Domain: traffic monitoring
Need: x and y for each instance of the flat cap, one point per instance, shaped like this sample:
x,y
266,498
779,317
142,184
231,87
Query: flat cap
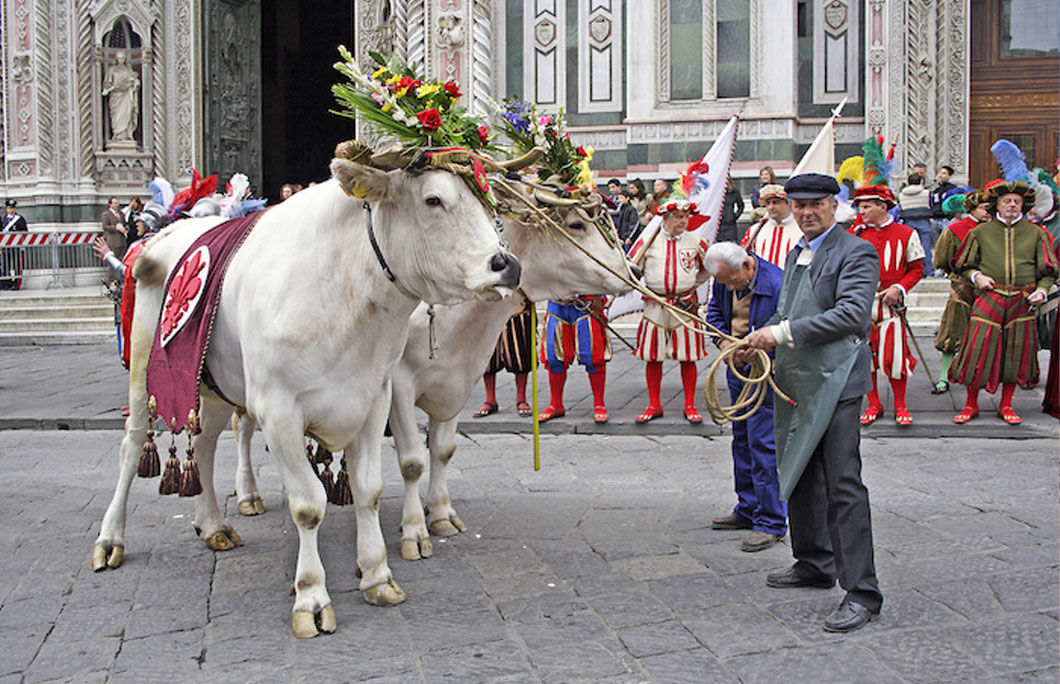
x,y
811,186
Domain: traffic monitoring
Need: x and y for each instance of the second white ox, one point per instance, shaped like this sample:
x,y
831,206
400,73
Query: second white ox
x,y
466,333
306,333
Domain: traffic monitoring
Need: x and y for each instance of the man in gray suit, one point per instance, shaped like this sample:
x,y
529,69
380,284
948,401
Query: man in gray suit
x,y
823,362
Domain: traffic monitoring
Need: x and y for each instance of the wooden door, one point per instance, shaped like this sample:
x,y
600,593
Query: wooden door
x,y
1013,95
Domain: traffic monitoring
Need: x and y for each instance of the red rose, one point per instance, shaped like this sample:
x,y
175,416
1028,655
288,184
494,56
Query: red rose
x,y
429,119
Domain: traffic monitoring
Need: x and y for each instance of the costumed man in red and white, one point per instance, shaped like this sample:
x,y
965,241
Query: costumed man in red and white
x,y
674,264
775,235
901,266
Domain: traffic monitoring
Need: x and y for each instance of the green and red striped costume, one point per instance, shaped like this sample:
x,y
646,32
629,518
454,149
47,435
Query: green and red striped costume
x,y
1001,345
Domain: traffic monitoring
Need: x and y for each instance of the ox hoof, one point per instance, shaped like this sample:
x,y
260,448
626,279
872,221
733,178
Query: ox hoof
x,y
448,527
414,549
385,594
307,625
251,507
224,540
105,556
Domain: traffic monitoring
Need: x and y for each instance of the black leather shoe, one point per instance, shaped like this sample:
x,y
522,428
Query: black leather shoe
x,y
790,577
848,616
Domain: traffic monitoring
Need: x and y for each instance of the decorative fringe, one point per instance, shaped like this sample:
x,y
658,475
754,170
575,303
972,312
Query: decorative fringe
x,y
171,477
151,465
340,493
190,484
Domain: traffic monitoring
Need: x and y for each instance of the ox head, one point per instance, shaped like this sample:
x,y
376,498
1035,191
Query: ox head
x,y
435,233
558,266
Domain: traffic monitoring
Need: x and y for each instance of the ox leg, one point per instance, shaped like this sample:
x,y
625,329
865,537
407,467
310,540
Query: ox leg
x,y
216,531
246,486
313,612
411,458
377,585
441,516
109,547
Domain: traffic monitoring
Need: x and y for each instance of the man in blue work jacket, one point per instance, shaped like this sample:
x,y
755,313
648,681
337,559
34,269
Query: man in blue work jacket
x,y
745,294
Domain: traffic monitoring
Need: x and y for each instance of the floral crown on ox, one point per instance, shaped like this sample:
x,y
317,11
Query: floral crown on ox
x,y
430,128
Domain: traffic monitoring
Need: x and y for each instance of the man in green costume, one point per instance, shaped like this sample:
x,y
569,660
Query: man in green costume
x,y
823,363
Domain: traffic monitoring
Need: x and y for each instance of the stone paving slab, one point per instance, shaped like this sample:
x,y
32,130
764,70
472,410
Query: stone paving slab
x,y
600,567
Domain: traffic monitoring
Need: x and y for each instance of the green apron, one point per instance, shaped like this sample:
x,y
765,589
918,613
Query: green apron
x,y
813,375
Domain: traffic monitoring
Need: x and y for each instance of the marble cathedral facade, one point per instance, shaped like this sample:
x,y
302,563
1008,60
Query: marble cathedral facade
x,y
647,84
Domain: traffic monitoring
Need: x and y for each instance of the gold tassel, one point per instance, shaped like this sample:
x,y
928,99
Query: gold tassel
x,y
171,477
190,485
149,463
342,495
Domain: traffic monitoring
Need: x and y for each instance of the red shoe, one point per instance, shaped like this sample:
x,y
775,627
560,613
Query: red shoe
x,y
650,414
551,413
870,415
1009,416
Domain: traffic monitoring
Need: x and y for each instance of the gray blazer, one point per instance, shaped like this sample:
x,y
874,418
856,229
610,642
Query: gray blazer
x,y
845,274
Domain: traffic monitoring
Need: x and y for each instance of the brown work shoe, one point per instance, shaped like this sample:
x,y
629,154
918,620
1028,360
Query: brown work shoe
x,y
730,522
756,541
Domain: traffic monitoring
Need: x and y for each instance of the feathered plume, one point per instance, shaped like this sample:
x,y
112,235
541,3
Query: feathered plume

---

ASSIGNMENT >> Retype every entry word for word, but do not carry over the pictures.

OUTPUT >>
Domain: traffic monitoring
Need: x and y for each instance of the flat cap, one point per instance, shaped like this sample:
x,y
266,498
779,317
142,184
231,87
Query: flat cap
x,y
811,186
Domain: traffic monitoring
Need: x and y for each instance of the second white ox, one point per instance, shaped like this sample:
x,y
831,206
400,73
Query: second white ox
x,y
466,333
306,333
Domain: traffic monitoring
Need: x and y for each instance of the man in gray suit, one point per instance, shaped like this sample:
x,y
529,69
380,284
948,401
Query: man in gray suit
x,y
823,362
Domain: traffic monitoring
Need: x and y for each instance of the wooden door, one point per instance, shaped like this sample:
x,y
600,593
Query: wooden door
x,y
1013,95
Domain: traffic monitoring
Need: x and y for each instance of the red rose, one point per instance, shaped like this sample:
x,y
175,416
1028,655
288,184
494,56
Query: red rose
x,y
429,119
Domain: traffic monitoring
Need: x and y for each instance of the costumed man in red and white, one point per instance, shaped like this sample:
x,y
965,241
Query: costumed man in red and white
x,y
674,264
775,235
901,266
Domain: traffic monitoring
Need: x and y for each instance of the green and red striped costume, one point per instance, shaped like this sample:
x,y
646,32
629,518
454,149
47,435
Query: green and red striped costume
x,y
1001,345
Domain: traffic monitoring
Need: x and y for each instance of the ox hoof, one point per instance, shaped like this sample:
x,y
260,448
626,279
872,221
733,178
Query: ox hoof
x,y
448,527
414,549
385,594
307,625
251,507
224,540
105,556
Domain: traffic monitoring
Need: x and y for each instance of the black leather shoe, one point per instance, shaped like this sample:
x,y
522,428
Query: black leather shoe
x,y
790,577
848,616
Domain: traffic monitoring
Need: x and y for each instance of the decorative fringe, one point per instance, shaped like this sample:
x,y
658,475
754,170
575,303
972,312
Query: decorative fringe
x,y
171,477
151,465
340,493
190,484
Domain: traffic monitoring
Need: x and y for each instance of the ox head, one point per instance, shaped like this sample:
x,y
376,498
1035,191
Query: ox head
x,y
435,233
558,266
Domain: traffic monitoring
Need: x and y for each instance of the ox leg, one point per instance, shaped like this sample:
x,y
625,329
865,537
407,467
310,540
Query: ox leg
x,y
216,531
246,486
313,612
411,458
377,585
441,516
109,547
Domain: traffic monitoring
Need: x and y for each instance of the man in blue work jacket, one point per instance, shaped like this sample:
x,y
755,313
648,681
337,559
34,269
Query: man in blue work jacket
x,y
745,294
Domain: traffic monitoring
Need: x and y for each instance of the floral crown on ox, one point per instance, shaped like this sample:
x,y
317,11
Query: floral crown on ox
x,y
430,128
Domain: traffic monitoring
Need: x and y for each instance of the man in green costume, one point per instance, shaped like this sample:
x,y
569,660
Query: man in green costume
x,y
823,363
Domain: traffic monitoring
Need: x and y for each instance of the stone paving slab, one point per instance, shaped like this sample:
x,y
32,130
764,70
472,410
Query: stone paving slab
x,y
600,567
Domain: traffic monitoring
Need: x and y for each instance of the green apron, one point per instance, shaped like this sample:
x,y
765,589
918,613
Query: green apron
x,y
813,375
Domain: traffic monitoring
Need: x and y for each instance of the marble cathedral facade, one point per instance, shaped like this sample:
x,y
302,563
1008,60
Query: marble cathedral facade
x,y
647,84
Domain: traffic monitoring
Need: x and y for each instance of the gold tassel, one point per instance, shaped like this sample:
x,y
928,99
Query: gold tassel
x,y
171,477
190,485
149,463
342,495
Domain: traffic monitoring
Need: x and y for each instance of the red shoe, one point per instance, shaped like this sample:
x,y
775,627
560,613
Query: red shoe
x,y
650,414
551,413
870,415
1009,416
Domain: traffic monitoring
Need: x and y for each instance of the gray blazer, one point per instance, shaped like this sample:
x,y
874,418
856,229
610,642
Query: gray blazer
x,y
845,274
Domain: traffic monitoring
Need: x and y for each instance of the brown work shoe, one point per instance, shaped like this sample:
x,y
629,154
918,620
1028,360
Query: brown work shoe
x,y
730,522
756,541
Domain: traffic monitoring
Need: x and y for each instance of the feathered plume, one point per instance, shaped like this sample:
x,y
112,235
541,3
Query: feathered plume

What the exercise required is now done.